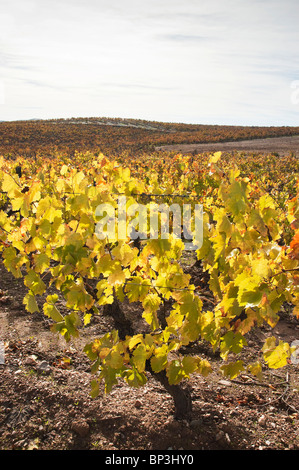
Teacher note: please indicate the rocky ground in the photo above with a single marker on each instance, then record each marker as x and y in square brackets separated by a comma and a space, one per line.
[45, 402]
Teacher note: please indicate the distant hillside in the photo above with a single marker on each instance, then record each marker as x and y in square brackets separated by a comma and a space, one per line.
[113, 136]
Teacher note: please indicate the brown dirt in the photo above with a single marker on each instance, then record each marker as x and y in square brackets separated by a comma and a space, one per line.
[52, 409]
[279, 145]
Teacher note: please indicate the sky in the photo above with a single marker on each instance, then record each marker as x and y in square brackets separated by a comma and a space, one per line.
[232, 62]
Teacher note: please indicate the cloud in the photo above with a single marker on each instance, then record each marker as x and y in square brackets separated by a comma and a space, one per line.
[188, 61]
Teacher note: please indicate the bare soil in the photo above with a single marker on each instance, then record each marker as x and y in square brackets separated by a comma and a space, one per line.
[45, 402]
[279, 145]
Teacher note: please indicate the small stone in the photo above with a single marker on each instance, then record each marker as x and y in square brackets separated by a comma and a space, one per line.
[262, 420]
[196, 423]
[226, 383]
[219, 435]
[80, 427]
[44, 367]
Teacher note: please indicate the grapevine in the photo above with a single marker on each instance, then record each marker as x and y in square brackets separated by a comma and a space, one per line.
[250, 254]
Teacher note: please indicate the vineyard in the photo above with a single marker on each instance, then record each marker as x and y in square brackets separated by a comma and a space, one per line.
[140, 342]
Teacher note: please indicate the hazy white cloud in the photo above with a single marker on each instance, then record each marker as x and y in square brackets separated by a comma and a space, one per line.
[229, 62]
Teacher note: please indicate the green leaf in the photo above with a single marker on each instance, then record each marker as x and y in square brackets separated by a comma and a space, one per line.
[231, 342]
[276, 356]
[34, 283]
[159, 360]
[134, 378]
[30, 303]
[174, 372]
[233, 369]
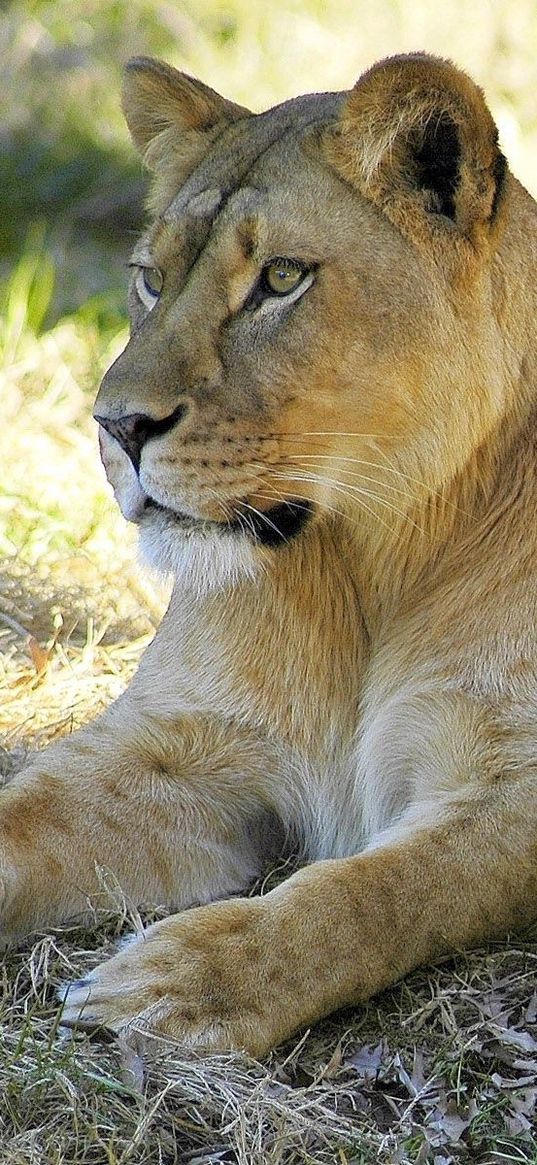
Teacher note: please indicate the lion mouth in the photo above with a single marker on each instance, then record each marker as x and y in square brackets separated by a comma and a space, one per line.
[267, 528]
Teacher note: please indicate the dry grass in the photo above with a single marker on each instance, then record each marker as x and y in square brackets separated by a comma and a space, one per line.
[440, 1068]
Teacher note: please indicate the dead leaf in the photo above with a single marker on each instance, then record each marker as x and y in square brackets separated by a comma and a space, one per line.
[40, 656]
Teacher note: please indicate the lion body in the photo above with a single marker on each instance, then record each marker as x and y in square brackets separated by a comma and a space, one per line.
[341, 474]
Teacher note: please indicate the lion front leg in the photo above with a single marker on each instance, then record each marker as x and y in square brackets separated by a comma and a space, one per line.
[248, 973]
[177, 816]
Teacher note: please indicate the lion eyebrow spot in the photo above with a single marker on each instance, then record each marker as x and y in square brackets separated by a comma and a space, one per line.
[204, 204]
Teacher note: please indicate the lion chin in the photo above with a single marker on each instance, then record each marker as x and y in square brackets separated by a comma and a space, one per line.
[206, 556]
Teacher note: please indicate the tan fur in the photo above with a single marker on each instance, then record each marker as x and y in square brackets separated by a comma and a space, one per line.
[367, 690]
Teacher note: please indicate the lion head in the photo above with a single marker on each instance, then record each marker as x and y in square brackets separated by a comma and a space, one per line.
[311, 309]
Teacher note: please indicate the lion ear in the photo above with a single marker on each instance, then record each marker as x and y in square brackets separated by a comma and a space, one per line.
[172, 117]
[417, 139]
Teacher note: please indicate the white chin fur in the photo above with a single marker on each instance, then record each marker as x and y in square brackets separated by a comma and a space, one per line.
[202, 560]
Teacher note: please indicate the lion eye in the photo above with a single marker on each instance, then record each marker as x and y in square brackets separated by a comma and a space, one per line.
[282, 276]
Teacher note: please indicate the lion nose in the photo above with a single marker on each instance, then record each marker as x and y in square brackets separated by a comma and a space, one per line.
[133, 430]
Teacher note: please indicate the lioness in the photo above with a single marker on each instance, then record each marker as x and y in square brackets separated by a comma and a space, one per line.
[325, 426]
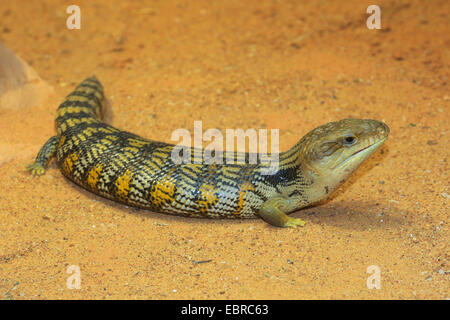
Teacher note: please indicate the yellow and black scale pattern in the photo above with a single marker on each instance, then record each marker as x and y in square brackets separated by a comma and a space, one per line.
[124, 167]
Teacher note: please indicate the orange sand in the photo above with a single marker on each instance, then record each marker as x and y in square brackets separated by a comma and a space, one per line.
[234, 64]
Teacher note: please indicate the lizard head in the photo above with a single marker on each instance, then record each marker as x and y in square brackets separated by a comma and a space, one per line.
[333, 151]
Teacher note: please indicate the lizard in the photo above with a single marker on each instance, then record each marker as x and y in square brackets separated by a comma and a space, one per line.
[139, 172]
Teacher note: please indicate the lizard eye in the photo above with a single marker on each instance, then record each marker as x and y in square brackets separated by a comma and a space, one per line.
[349, 140]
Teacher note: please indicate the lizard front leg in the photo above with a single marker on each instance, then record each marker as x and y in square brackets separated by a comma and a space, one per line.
[44, 156]
[272, 212]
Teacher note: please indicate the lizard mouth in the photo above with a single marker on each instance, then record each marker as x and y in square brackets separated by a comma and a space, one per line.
[367, 151]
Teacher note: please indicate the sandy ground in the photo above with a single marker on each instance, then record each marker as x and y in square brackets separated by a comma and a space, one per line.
[285, 65]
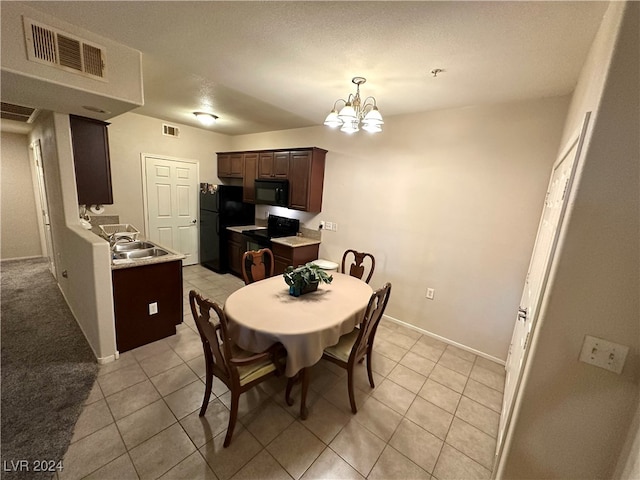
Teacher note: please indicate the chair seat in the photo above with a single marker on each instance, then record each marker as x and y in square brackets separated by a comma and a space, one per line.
[249, 373]
[342, 349]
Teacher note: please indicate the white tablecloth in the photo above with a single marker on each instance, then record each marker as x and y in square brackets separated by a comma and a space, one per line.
[263, 313]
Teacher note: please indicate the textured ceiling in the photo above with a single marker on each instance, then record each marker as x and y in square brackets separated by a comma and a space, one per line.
[263, 66]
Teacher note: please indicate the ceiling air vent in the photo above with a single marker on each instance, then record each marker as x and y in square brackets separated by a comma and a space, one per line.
[63, 50]
[18, 113]
[170, 130]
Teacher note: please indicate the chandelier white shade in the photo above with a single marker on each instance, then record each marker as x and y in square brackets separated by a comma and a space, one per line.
[206, 118]
[355, 112]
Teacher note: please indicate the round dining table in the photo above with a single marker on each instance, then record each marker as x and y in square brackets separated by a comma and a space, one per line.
[263, 313]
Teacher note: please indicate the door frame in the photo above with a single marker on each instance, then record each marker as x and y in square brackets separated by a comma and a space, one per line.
[145, 191]
[577, 140]
[42, 202]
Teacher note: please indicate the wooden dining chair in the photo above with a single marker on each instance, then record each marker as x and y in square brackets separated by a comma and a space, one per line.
[238, 369]
[354, 346]
[357, 267]
[257, 265]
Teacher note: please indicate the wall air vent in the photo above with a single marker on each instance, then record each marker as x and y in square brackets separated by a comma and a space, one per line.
[18, 113]
[170, 130]
[63, 50]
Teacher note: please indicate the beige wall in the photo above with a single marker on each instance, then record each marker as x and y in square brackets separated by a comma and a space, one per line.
[82, 259]
[573, 418]
[449, 199]
[131, 135]
[19, 232]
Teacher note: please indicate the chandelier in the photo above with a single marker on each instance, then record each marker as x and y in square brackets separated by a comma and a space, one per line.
[356, 112]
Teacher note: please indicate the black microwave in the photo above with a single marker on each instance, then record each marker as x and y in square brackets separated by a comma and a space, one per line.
[272, 192]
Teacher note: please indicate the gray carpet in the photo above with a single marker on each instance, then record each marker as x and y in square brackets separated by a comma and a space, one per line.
[48, 369]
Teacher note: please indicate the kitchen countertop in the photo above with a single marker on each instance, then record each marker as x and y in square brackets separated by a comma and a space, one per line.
[295, 241]
[120, 263]
[240, 228]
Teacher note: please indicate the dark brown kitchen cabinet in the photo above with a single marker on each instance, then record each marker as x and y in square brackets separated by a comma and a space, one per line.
[303, 167]
[230, 165]
[236, 248]
[248, 177]
[91, 160]
[306, 179]
[283, 256]
[137, 291]
[273, 165]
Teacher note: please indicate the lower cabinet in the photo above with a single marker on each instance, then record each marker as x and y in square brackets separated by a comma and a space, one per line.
[283, 256]
[135, 291]
[237, 247]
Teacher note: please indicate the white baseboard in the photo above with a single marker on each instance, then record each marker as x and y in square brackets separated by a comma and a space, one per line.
[446, 340]
[109, 359]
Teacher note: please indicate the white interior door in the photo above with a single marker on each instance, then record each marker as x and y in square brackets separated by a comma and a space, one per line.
[544, 248]
[172, 204]
[44, 206]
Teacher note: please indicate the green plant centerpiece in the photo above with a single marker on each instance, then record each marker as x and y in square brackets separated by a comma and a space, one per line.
[305, 278]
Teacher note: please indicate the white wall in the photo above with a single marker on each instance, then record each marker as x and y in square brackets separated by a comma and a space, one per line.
[20, 236]
[449, 199]
[573, 418]
[130, 135]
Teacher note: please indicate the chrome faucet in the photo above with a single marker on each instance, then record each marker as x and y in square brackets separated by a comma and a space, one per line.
[121, 239]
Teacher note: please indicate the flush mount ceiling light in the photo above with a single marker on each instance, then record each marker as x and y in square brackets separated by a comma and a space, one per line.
[206, 118]
[355, 112]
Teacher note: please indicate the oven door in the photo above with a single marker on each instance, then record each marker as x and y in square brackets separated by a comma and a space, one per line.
[272, 192]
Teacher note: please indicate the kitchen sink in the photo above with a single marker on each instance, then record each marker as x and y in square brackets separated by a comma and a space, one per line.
[141, 253]
[128, 246]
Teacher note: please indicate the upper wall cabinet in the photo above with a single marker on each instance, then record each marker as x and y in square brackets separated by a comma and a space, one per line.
[250, 172]
[273, 165]
[303, 167]
[91, 160]
[230, 165]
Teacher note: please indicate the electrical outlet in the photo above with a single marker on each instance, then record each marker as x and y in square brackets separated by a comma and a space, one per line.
[603, 353]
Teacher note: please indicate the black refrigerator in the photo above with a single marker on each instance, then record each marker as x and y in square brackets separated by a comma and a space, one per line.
[221, 206]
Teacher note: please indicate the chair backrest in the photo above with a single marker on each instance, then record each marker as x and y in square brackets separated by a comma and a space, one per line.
[370, 321]
[357, 268]
[257, 265]
[214, 336]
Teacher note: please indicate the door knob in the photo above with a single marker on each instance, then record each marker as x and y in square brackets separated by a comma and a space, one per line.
[522, 314]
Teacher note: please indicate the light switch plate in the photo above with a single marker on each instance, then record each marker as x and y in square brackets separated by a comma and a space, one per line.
[604, 354]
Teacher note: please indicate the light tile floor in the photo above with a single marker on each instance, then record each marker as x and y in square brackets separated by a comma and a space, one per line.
[433, 414]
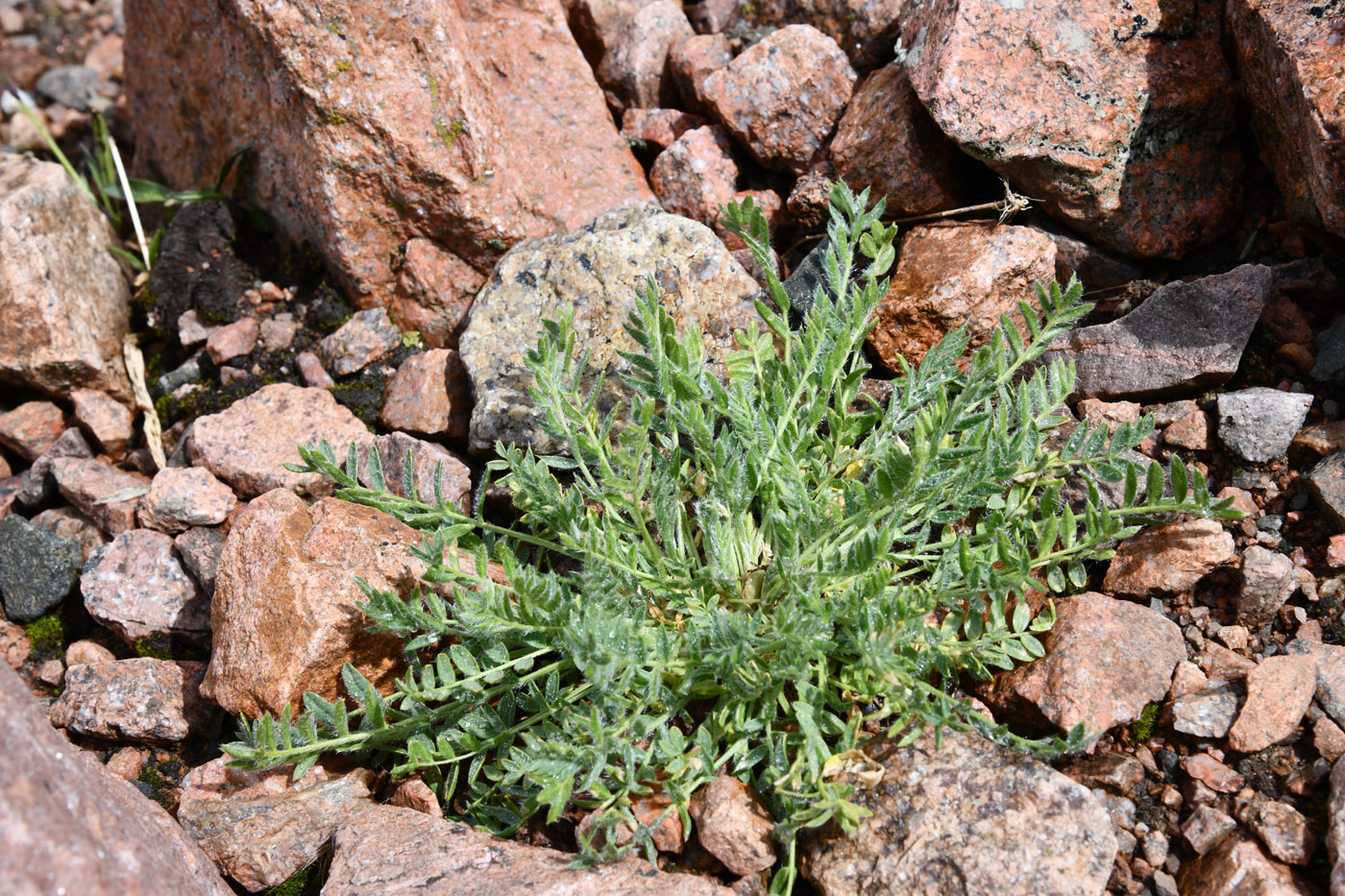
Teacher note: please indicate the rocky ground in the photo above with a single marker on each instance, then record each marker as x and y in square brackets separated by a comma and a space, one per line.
[426, 182]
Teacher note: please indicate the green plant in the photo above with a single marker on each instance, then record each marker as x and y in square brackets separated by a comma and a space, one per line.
[750, 572]
[107, 184]
[46, 633]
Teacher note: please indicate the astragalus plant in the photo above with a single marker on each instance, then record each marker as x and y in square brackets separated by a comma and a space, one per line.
[748, 568]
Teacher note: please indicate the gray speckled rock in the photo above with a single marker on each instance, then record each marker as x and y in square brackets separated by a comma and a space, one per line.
[37, 568]
[145, 700]
[261, 826]
[136, 587]
[1268, 580]
[966, 818]
[596, 271]
[1258, 424]
[1210, 712]
[70, 826]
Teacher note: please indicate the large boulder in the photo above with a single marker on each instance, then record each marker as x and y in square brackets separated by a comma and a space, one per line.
[249, 443]
[285, 614]
[70, 826]
[470, 124]
[1106, 660]
[596, 271]
[1118, 116]
[783, 97]
[888, 143]
[955, 274]
[63, 303]
[1291, 70]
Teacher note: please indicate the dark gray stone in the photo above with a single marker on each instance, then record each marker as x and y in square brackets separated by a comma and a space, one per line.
[74, 86]
[1331, 354]
[1327, 483]
[1181, 341]
[37, 568]
[71, 826]
[1258, 424]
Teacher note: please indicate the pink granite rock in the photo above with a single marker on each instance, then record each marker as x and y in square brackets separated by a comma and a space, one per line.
[127, 763]
[66, 304]
[692, 61]
[1282, 829]
[248, 444]
[31, 428]
[1239, 865]
[783, 96]
[658, 128]
[413, 792]
[434, 291]
[13, 643]
[1335, 826]
[596, 272]
[635, 64]
[1207, 828]
[888, 143]
[105, 419]
[1280, 690]
[1268, 580]
[150, 701]
[468, 124]
[84, 831]
[865, 30]
[278, 334]
[696, 175]
[389, 849]
[136, 587]
[199, 549]
[948, 275]
[1288, 64]
[733, 826]
[70, 523]
[1119, 117]
[232, 341]
[87, 651]
[285, 615]
[1193, 432]
[103, 493]
[1167, 559]
[1213, 774]
[1106, 661]
[184, 496]
[261, 828]
[359, 342]
[429, 395]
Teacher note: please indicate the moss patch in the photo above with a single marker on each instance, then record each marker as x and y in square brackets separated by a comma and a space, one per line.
[46, 634]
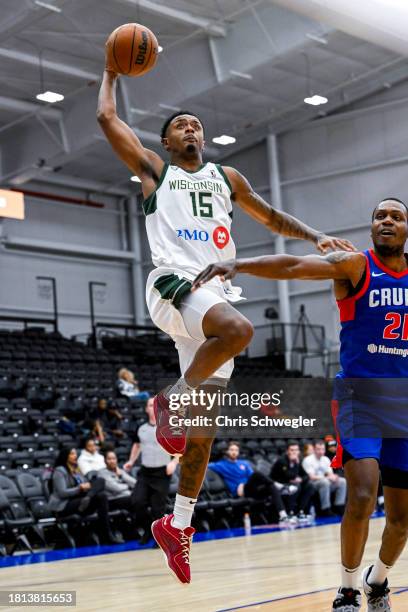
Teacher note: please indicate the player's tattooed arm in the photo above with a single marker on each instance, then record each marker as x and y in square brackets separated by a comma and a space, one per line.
[146, 164]
[278, 221]
[338, 266]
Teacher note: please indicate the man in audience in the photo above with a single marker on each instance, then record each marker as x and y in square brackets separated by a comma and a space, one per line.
[128, 386]
[288, 472]
[118, 483]
[72, 494]
[90, 459]
[242, 481]
[321, 475]
[153, 478]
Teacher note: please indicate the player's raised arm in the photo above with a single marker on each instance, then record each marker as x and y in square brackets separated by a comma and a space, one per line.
[340, 265]
[276, 220]
[144, 163]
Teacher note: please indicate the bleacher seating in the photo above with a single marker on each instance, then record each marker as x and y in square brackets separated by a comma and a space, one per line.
[44, 376]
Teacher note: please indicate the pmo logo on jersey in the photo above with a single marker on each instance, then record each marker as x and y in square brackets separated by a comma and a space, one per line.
[220, 236]
[387, 350]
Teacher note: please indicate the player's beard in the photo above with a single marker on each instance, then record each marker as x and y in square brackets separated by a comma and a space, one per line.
[191, 149]
[386, 250]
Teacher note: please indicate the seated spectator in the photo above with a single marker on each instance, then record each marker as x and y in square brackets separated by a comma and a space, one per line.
[288, 472]
[324, 480]
[307, 449]
[111, 420]
[242, 481]
[118, 483]
[90, 459]
[153, 478]
[72, 494]
[129, 387]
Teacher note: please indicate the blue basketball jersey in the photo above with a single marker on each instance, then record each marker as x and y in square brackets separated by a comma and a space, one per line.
[374, 325]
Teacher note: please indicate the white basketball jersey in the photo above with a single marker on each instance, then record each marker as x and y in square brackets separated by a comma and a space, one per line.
[188, 218]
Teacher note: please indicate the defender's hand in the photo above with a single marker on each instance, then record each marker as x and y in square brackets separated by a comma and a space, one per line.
[225, 270]
[325, 243]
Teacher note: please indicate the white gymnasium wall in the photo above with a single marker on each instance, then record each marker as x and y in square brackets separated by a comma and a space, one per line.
[334, 172]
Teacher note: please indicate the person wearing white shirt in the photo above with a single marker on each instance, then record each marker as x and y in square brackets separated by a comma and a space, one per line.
[322, 477]
[90, 460]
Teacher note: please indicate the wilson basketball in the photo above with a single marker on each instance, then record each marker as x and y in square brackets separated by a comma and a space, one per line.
[131, 49]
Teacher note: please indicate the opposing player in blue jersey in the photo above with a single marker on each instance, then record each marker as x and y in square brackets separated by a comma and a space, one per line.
[372, 293]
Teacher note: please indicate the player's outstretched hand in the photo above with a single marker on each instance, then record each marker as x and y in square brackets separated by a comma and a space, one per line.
[224, 270]
[327, 243]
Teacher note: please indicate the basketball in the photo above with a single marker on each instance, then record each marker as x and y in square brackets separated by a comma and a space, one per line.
[132, 50]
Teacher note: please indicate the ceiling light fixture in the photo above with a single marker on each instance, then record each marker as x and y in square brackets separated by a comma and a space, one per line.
[50, 7]
[320, 39]
[50, 96]
[316, 100]
[224, 140]
[241, 75]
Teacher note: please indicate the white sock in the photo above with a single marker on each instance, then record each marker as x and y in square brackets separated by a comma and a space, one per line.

★ ★ ★ ★

*Description of the task*.
Write out again, unchanged, every line from the line containing "Teacher note: please indicate the defender's" to the final line of the material above.

*Solution to this exercise*.
Teacher note: please indicate the defender's hand in the photo above with a single marker on each instance, then record each marker as x and y in square brackets separated by a comma and a space, one per line.
[225, 270]
[325, 243]
Teacher note: please indicate the white gymnasium wall in the photo above with a single marker on each instance, then record each marker as x and y in square brackets separated by a comma and a space, one per line.
[334, 172]
Teacher note: please indicate the person wearing white shirt in the photo above with a single marker on each instance, then record each marker as x and y in square brackets separated by a comma and a space, one per line.
[322, 477]
[90, 460]
Teacher note: please indicate the wilson basketball in the photo above with a single marker on each instance, then record each marker as x and y in square brackets separated by a comma and a space, one per line.
[131, 49]
Teacher note: please indicate the opposing player in blue jersey in the photo above with a single marker on each instance, then record each marker as x and y in square brackets separated by a comma and a space, one per line.
[372, 293]
Teacher note: please indicate the player's outstretched hand in the photo above with a single marker on each instance, then record each marker as x and y in square brackets separated by a comma and a space, one per line.
[224, 270]
[327, 243]
Teacher note: please indicate the basketball in the photo above with a single marker on each instance, then record each marker as x and y in square brackets separated by a comma and a space, one per line.
[132, 50]
Teacher note: please indicate the ceiling light fixture in the photo above with a single marker on each instance, then record each marker as x and y in square brackets separated by a comma and a space, one per line.
[50, 7]
[320, 39]
[50, 96]
[316, 100]
[224, 140]
[241, 75]
Teacher note: please indicate the white sock in the photo above with a single marker on each instance, then record each marker as x and y in square brackets separated by a comma and a space, one per line.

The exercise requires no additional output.